Task statement: Reproduce the data below in full and exclude every picture.

Records:
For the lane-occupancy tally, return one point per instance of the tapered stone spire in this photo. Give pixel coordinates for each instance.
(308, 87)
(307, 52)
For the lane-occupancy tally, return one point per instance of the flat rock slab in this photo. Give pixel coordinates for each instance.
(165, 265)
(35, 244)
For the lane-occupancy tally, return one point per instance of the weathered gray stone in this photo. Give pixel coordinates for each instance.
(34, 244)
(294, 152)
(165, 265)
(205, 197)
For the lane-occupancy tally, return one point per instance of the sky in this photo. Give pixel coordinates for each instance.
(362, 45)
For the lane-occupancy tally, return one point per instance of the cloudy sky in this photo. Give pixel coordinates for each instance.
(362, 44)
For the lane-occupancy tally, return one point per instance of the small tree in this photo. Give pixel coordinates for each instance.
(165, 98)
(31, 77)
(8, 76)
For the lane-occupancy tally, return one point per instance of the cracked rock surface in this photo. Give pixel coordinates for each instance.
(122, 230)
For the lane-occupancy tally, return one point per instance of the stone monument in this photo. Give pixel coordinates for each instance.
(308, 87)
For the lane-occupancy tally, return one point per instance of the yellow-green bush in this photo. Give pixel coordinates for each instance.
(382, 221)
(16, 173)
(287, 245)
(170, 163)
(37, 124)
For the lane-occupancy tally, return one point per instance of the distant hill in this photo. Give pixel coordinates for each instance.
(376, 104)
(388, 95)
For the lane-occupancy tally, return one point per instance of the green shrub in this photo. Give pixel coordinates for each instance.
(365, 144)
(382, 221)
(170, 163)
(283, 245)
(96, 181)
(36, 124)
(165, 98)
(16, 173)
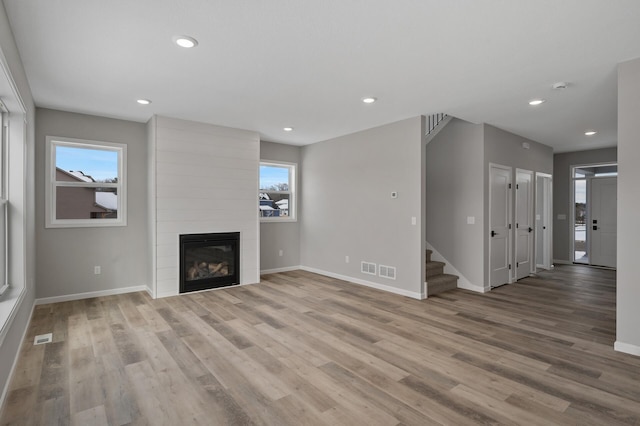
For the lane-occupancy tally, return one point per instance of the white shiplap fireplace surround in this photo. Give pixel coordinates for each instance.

Answer:
For the lane-occupancy tally, return one point per instance of the tapered stone spire in this photo. Give pixel coordinates for each instance.
(308, 87)
(307, 52)
For the lane-occupancy tally, return one point per instance of the flat rock slab in this photo. Give pixel coordinates for each instance.
(165, 265)
(35, 244)
For the lane-occupancy tally, return one point per instance of the weathered gray stone in this photo. Give pixel coordinates for each instance.
(34, 244)
(294, 152)
(165, 265)
(205, 197)
For the lane-occupancy tally, return one point per instance of the sky in this photo. Give pixel coordinates for each instance.
(362, 45)
For the lane-occupancy tally, return one point per instance of the cloudy sky in this photo. Give pixel coordinates for each instance.
(362, 44)
For the lane-occupancy tally, return one point per instance of the small tree in this photo. Give pixel coordinates for each instance.
(165, 98)
(31, 77)
(8, 76)
For the lane-occupancy tally, return one point per instance of the cracked rock surface in this photo. Give pixel coordinates for each instance.
(122, 230)
For the lane-occupancy tally, return one point per instance of the stone monument in this photo. Give pixel coordinates for each instance.
(308, 87)
For the lane-occupancy tally, return one point per instance of the yellow-green bush in this photo. Give pixel coordinates for each instance.
(382, 221)
(16, 173)
(287, 245)
(170, 163)
(37, 124)
For the lane-occupancy tally, return one point per instance of the distant hill in this photo. Give pixel coordinates for each instance.
(376, 104)
(388, 95)
For the lane-occupancy tally, return one point per instance of the green shrub in this photo. Give pixel coordinates for each instance.
(365, 144)
(382, 221)
(170, 163)
(283, 245)
(96, 181)
(36, 124)
(165, 98)
(16, 173)
For the lane-occupancy tally, return one point per instance of the white shiplap fireplace surround in this photo. Give pixel coordinates for each instance.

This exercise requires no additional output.